▸ Work to be completed: Set down, word for word, the part of the model registry integration guide that opens with the words containing "Unlike experiment tracking" and closes with "and CI/CD systems.".

▸ Given passage:
● ● ●

Model Registry Integration

Unlike experiment tracking — where operators connect an external server — Michelangelo includes a built-in model registry. This guide explains how operators verify the registry is healthy, configure storage and access, and integrate registered models with downstream serving and CI/CD systems.

How the Model Registry Works

The registry separates operator and user responsibilities cleanly:

┌──────────────────────────────────────────────────────────┐
│ Operator Responsibility                                  │
│ ├─ Provision the object store bucket and IAM policy      │
│ ├─ Verify the Model CRD is installed                     │
│ └─ Configure RBAC for namespace access                   │
└──────────────────────────────────────────────────────────┘
                          ↓
┌──────────────────────────────────────────────────────────┐
│ User Responsibility (task code)                          │
│ ├─ Register models from inside @uniflow.task functions   │
│ └─ Platform creates a Model CR and writes artifacts      │
└──────────────────────────────────────────────────────────┘
                          ↓
┌──────────────────────────────────────────────────────────┐
│ Downstream Consumers                                     │
│ ├─ InferenceServer (Michelangelo serving layer)          │
│ ├─ External serving infrastructure (reads from S3)       │
│ └─ CI/CD pipelines (read artifact URIs from Model CRs)   │
└──────────────────────────────────────────────────────────┘

The registry is backed by a single Kubernetes Custom Resource: Model (CRD name models.michelangelo.api).

● ● ●

▸ Material shown:
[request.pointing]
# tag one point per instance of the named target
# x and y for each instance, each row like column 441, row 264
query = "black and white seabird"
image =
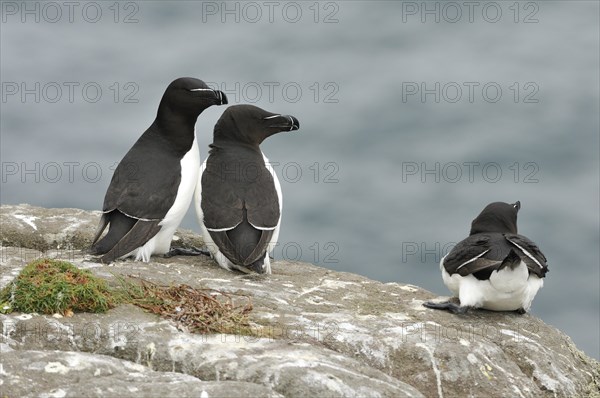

● ● ●

▸ Completed exercise:
Unlike experiment tracking — where operators connect an external server — Michelangelo includes a built-in model registry. This guide explains how operators verify the registry is healthy, configure storage and access, and integrate registered models with downstream serving and CI/CD systems.